-- DOCUMENT SEGMENT --
Court of appeal judgment clarifies legality of undisclosed broker commissions

The ruling In Wood v Commercial First Business Ltd & Ors [2021] EWCA Civ 471provides ‘much-needed clarity’ to the lending industry on the liability of both the broker and the lender when a secret commission is paid.

A Court of Appeal judgment, handed down yesterday, has made it much more likely for a loan to be rescinded in cases where a broker was paid a commission by a lender, which was not disclosed to the borrower.  

The ruling confirms that, when considering a case where a fully secret commission was paid by a lender to a broker, it is not necessary for there to be a strict fiduciary duty owed by the broker to the borrower for the court to render the loan unenforceable.  

Instead, they must consider whether a ‘duty of loyalty’ is owed by the broker to the borrower. If such a duty exists, the payment of a secret commission exposes both lender and broker to applicable civil remedies, including rescission of the mortgage agreement and liability for damages to the borrower.

The appeals, brought by Business Mortgage Finance*, concerned two cases where borrowers defaulted on mortgage payments and subsequently sought to have the mortgages rescinded. In each case, the borrowers argued that commissions were paid by the lender to the mortgage broker, UK Mortgage and Financial Services Limited, without their knowledge or consent – a secret commission

The law surrounding the payment of secret commissions has been in a state of flux following two conflicting High Court judgments handed down in Commercial First Business Ltd v Pickup & Vernon [2017] CTLC and Wood v Commercial First Business Ltd (in liquidation) [2019] EWHC 2205.

In the Pickup and Vernon case, the High Court was persuaded that there was no fiduciary duty on the basis the borrowers could not have “reasonably expected undivided loyalty” as they did not have a contract with the broker or pay them a fee for their services and they were aware of the possibility of the payment of a commission. Conversely, the judge in the Wood case ruled it was not necessary for a fiduciary relationship to exist between the broker and borrower for there to be an obligation to disclose commissions received from the lender.

It was hoped that the recent appeals would provide some much-needed clarity for the lending industry over the conflicting High Court decisions. The appeals asked for the following three questions to be considered by the Court of Appeal:

  • Is a fiduciary relationship between the buyer and the broker a necessary pre-condition to the grant of relief against the payer of the undisclosed commission?

-- DIRECTION A --
From the article on undisclosed broker commissions, list every court case it cites, each with its citation.
-- DIRECTION B --
Please answer these questions using the article on undisclosed broker commissions:
(i) Who brought the appeals?
(ii) Which mortgage broker did the borrowers say received commissions from the lender?
(iii) In the Pickup and Vernon case, what did the borrowers lack, according to the High Court, that meant they could not have reasonably expected undivided loyalty?
-- DIRECTION C --
Carry the article on undisclosed broker commissions forward, picking up after its final bullet point.

-- DATA EXCERPT --
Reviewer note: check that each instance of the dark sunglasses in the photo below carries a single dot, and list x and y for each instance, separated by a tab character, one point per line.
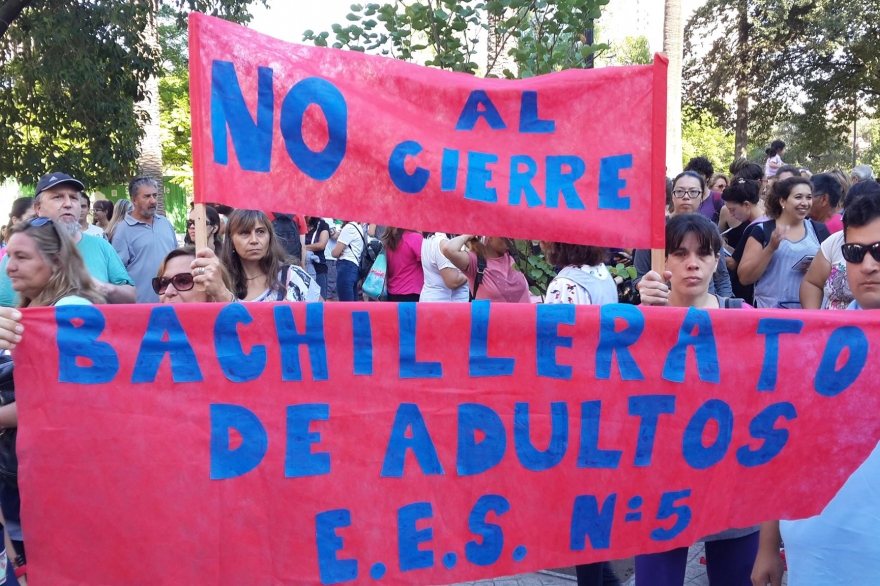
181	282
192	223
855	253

-- EXERCISE OUTPUT A --
- Wood v Commercial First Business Ltd & Ors [2021] EWCA Civ 471
- Commercial First Business Ltd v Pickup & Vernon [2017] CTLC
- Wood v Commercial First Business Ltd (in liquidation) [2019] EWHC 2205

-- EXERCISE OUTPUT B --
(i) Business Mortgage Finance.
(ii) UK Mortgage and Financial Services Limited.
(iii) They had no contract with the broker and paid the broker no fee for its services. They were also aware that a commission might be paid.

-- EXERCISE OUTPUT C --
  • Did a fiduciary relationship exist between the buyer and the broker in these cases?
  • Are the commissions that were paid properly categorised as half-secret – when the broker makes clear that it may receive a commission but doesn’t disclose the exact amount?

Whilst both appeals were unsuccessful, the Court of Appeal decision offers some clarity as to what needs to be established when considering claims relating to the payment of secret commissions or bribes. The decision confirms that it is not necessary for there to be a fiduciary duty in the strict sense but a duty of ‘loyalty’. The presiding Lord Justice David Richards clarified that the simpler question to ask is:

“Did the “agent/payee” owe a duty to be impartial and to give disinterested advice, information or recommendations?”

 If the answer is “yes”, then the common law and equitable remedies come into play:

  1. Payer and payee of the bribe or secret commission are liable to pay the bribe as money had and received;
  2. Payer and payee of the bribe or secret commission are liable as joint tortfeasors in deceit to pay damages for loss suffered by the innocent party;
  3. Payer liable for rescission as of right provided counter-restitution can be given.

The Court of Appeal also upheld that, the commissions paid by the lender to the broker were fully secret commissions on the basis that a general term in the Broker’s terms of business stating that commission may be received was not sufficient to negate secrecy. The Judgment also confirmed that if the bribe or secret commission is a “half-secret commission” case it is necessary for there to be a fiduciary duty, but that would only need to be a fiduciary duty of loyalty.

Susannah Marsh, Financial Services Litigation partner at law firm Moore Barlow, acted for the Appellants. She said: “This ruling will make it more difficult, albeit not impossible, in future cases to prove that a broker did not owe their customer a duty to provide information and advice impartially, which will in turn expose both the broker and the lender to the applicable civil remedies. Whilst payment of commission is commonplace in the lending industry, the appeal judgment undeniably highlights a vulnerability for lenders who paid commissions to brokers and did not tell the customer.”

“The positive we can draw is that the ruling provides some clarity and greater certainty in this complicated area of law. We now know that undisclosed commissions leave both lenders and brokers susceptible to claims by borrowers and in cases where the amount of commission is not disclosed by either the broker or the lender, there is a substantial risk that a Court will rescind the loan subject to the borrower being able to give counter restitution. In circumstances where the borrower cannot give counter restitution the loan cannot be rescinded. Therefore, the focus must now shift to settling these issues and agreeing the figures, rather than getting bogged down in costly and time-consuming arguments about defining the broker/borrower relationship.”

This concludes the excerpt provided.